Sozialisationstheorien nehmen an, dass derartige charakterliche Unterschiede erlernt sind. Weil Mädchen anders erzogen werden als Burschen. Indem ein bestimmtes Verhalten gefördert wird, bildeten sich Stereotype, die von klein auf eingeübt werden. Auch im Berufsleben wirkten diese noch, sagte Hanappi-Egger. "Frauen müssen sich an die Erwartungen anpassen."

Verallgemeinerungen schwierig

"Auf gut Österreichisch", so die WU-Rektorin schließlich, könne man die Frage, ob Frauen die besseren Leader sind, nur mit einem "Jein" beantworten. Der Führungsstil von Männern und Frauen sei möglicherweise anders, "aber ist das gleich besser?"

Sabine Mlnarsky, Personalchefin bei der Erste Bank, meint, dass Frauen – in manchen Situationen – tatsächlich besser führten. Auch habe sie "bereits mehr schlechte männliche Führungskräfte erlebt". Das liege aber auch daran, "dass es insgesamt mehr Männer gibt" in dieser Funktion.

* [Angezeigte Informationen]
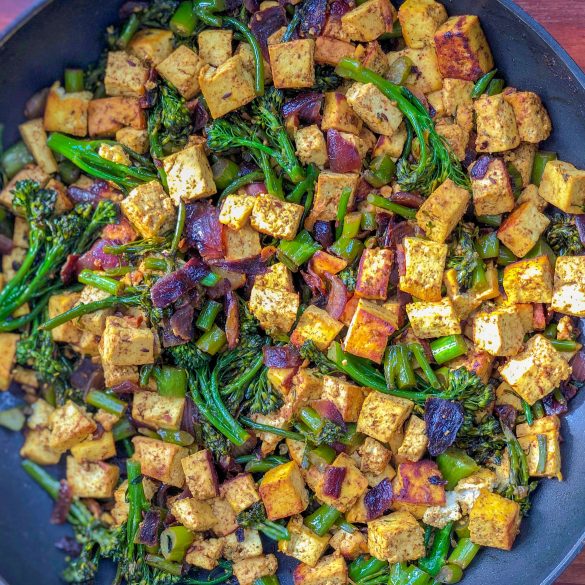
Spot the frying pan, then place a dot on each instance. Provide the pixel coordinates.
(60, 33)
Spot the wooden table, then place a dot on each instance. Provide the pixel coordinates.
(565, 19)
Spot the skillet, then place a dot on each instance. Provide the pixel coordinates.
(59, 33)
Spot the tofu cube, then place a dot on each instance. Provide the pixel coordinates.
(433, 319)
(414, 444)
(155, 410)
(228, 87)
(70, 424)
(66, 112)
(95, 449)
(339, 115)
(419, 20)
(275, 217)
(522, 228)
(34, 136)
(125, 74)
(181, 69)
(396, 538)
(215, 46)
(529, 281)
(379, 113)
(318, 326)
(304, 545)
(569, 286)
(497, 130)
(369, 20)
(491, 186)
(462, 49)
(92, 480)
(537, 371)
(382, 415)
(193, 514)
(189, 175)
(330, 570)
(247, 571)
(533, 121)
(293, 64)
(442, 211)
(328, 194)
(368, 331)
(348, 398)
(494, 521)
(563, 186)
(311, 146)
(283, 491)
(201, 475)
(160, 460)
(276, 310)
(150, 210)
(424, 265)
(240, 492)
(152, 45)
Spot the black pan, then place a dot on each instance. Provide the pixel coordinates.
(59, 33)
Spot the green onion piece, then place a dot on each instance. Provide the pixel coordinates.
(174, 542)
(208, 314)
(448, 348)
(455, 465)
(107, 402)
(212, 341)
(74, 80)
(171, 381)
(541, 159)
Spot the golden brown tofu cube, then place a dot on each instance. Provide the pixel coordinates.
(228, 87)
(95, 449)
(369, 20)
(293, 64)
(462, 49)
(34, 136)
(563, 186)
(491, 186)
(430, 319)
(494, 521)
(283, 491)
(92, 480)
(348, 398)
(160, 460)
(368, 331)
(425, 262)
(316, 325)
(497, 130)
(200, 475)
(150, 210)
(396, 538)
(275, 217)
(189, 175)
(193, 514)
(537, 371)
(522, 228)
(533, 121)
(382, 415)
(569, 286)
(529, 281)
(66, 112)
(442, 211)
(240, 492)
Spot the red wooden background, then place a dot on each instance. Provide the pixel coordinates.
(565, 19)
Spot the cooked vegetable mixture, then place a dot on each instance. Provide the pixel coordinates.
(289, 277)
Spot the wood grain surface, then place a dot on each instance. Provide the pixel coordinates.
(565, 19)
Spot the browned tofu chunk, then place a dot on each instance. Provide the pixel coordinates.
(462, 48)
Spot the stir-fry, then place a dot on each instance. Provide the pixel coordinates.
(289, 276)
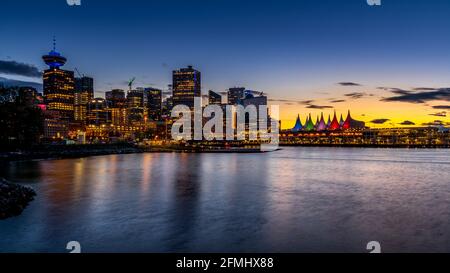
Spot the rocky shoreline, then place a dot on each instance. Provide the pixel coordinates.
(14, 199)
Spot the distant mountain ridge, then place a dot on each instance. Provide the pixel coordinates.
(8, 83)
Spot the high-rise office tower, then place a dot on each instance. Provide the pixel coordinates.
(116, 102)
(84, 93)
(136, 101)
(214, 98)
(97, 112)
(154, 103)
(58, 86)
(186, 86)
(235, 95)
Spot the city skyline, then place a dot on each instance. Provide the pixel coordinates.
(368, 67)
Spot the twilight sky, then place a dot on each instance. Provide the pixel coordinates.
(388, 64)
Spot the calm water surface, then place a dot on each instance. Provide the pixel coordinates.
(294, 200)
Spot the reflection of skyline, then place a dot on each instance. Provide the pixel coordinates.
(292, 54)
(295, 200)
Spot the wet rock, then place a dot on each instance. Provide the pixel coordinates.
(14, 198)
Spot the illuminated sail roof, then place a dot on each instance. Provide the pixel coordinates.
(309, 125)
(334, 123)
(350, 123)
(298, 125)
(322, 126)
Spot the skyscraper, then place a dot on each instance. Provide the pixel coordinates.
(154, 103)
(186, 86)
(235, 95)
(116, 102)
(214, 98)
(136, 101)
(58, 86)
(84, 93)
(97, 112)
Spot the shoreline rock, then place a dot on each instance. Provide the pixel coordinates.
(14, 199)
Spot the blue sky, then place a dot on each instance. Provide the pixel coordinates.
(290, 49)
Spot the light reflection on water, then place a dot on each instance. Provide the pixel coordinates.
(294, 200)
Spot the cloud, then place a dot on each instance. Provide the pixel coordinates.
(13, 83)
(286, 101)
(21, 69)
(407, 122)
(434, 123)
(358, 95)
(419, 97)
(349, 84)
(439, 114)
(313, 106)
(380, 121)
(424, 89)
(442, 107)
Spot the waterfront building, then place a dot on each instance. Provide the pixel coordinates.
(186, 86)
(116, 102)
(98, 113)
(154, 103)
(350, 123)
(298, 125)
(321, 125)
(235, 95)
(136, 101)
(28, 96)
(83, 94)
(309, 125)
(214, 98)
(334, 123)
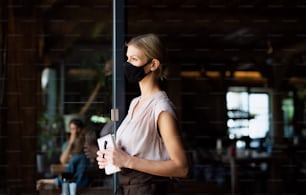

* [Zu bearbeitende Aufgaben]
A: Gib die Zeilen der Auflistung von der Zeile, die "Spot the wet" enthält, bis zum Ende der Auflistung als JSON-Liste von Zeichenketten aus, mit einer Zeichenkette pro Zeile und ohne Leerzeilen. Lass dabei die Bilder weg.
B: Schreibe den Auszug über Frauen als Führungskräfte im Anschluss an seinen letzten Satz weiter.
Der Auszug und die Auflistung sind voneinander unabhängiges Material.

* [Erwartete Antworten]
A:
[
  "Spot the wet rock, then place a dot on each instance. Provide the pixel coordinates.",
  "(14, 198)",
  "Spot the illuminated sail roof, then place a dot on each instance. Provide the pixel coordinates.",
  "(309, 125)",
  "(334, 123)",
  "(350, 123)",
  "(298, 125)",
  "(322, 126)",
  "Spot the skyscraper, then place a dot on each instance. Provide the pixel coordinates.",
  "(154, 103)",
  "(186, 86)",
  "(235, 95)",
  "(116, 102)",
  "(214, 98)",
  "(136, 101)",
  "(58, 86)",
  "(84, 93)",
  "(97, 112)",
  "Spot the shoreline rock, then place a dot on each instance. Provide the pixel coordinates.",
  "(14, 199)",
  "Spot the blue sky, then place a dot on each instance. Provide the pixel coordinates.",
  "(290, 49)",
  "Spot the light reflection on water, then place a dot on each instance. Provide the pixel coordinates.",
  "(294, 200)",
  "Spot the cloud, then place a dot on each instance. Provide the pixel coordinates.",
  "(13, 83)",
  "(286, 101)",
  "(21, 69)",
  "(407, 122)",
  "(434, 123)",
  "(358, 95)",
  "(419, 97)",
  "(349, 84)",
  "(439, 114)",
  "(313, 106)",
  "(380, 121)",
  "(424, 89)",
  "(442, 107)",
  "Spot the waterfront building, then place a dot on each instance. Provide the pixel coordinates.",
  "(186, 86)",
  "(116, 102)",
  "(98, 113)",
  "(154, 103)",
  "(350, 123)",
  "(298, 125)",
  "(321, 125)",
  "(235, 95)",
  "(136, 101)",
  "(28, 96)",
  "(83, 94)",
  "(309, 125)",
  "(214, 98)",
  "(334, 123)"
]

B:
Doris Tomanek, Vorstandsmitglied der Unicredit Bank Austria, findet nicht, dass Verallgemeinerungen möglich sind. Maßgeblich sei eher, welche Art von Führung in einem Unternehmen benötigt werde. Für Andrea Stürmer, neue Vorstandsvorsitzende der Zürich Versicherung in Österreich, ist gute Führung "geschlechtsunabhängig". Rekrutiert sie neue Mitarbeiter, sehe sie sich schlicht nach der besten Person um. Entscheidend seien dabei Kriterien wie fachliche Qualifikation, bisherige Leistungen. Ob Frau oder Mann – das dürfe keine Rolle spielen. "Wir können es uns nicht leisten, die Hälfte der Talente auszublenden."

Pro Diversität

Dass gemischte Teams erfolgreicher sind, da waren sich die Diskutantinnen einig – zu hören waren Plädoyers für Diversität. "Frauen in Führungspositionen zu bringen, ist unternehmerisch kluges Handeln", sagte Stürmer. Dass zwar viele fähige weibliche Führungskräfte an der Wirtschafts-Uni ausgebildet werden, diese offenbar aber nicht in die Spitzenpositionen der Unternehmen gelangen, hält Hanappi-Egger daher für eine "Ressourcenverschwendung".

Ändern könne man die Ungleichheit auf zweierlei Art und Weise, sagte die Rektorin: erstens, indem man Frauen stärkt, sie dafür trainiert, sich im bestehenden System zu behaupten. Zweitens, indem man das System selbst verändert. Dazu gehöre auch, das aktuelle Verständnis von gutem Management zu hinterfragen und anschließend neu zu definieren. Müssen tatsächlich Eigenschaften wie Durchsetzungsfähigkeit, Entscheidungsfreude, Risikoaffinität – kurz: männlich konnotierte Merkmale – ausschlaggebend sein?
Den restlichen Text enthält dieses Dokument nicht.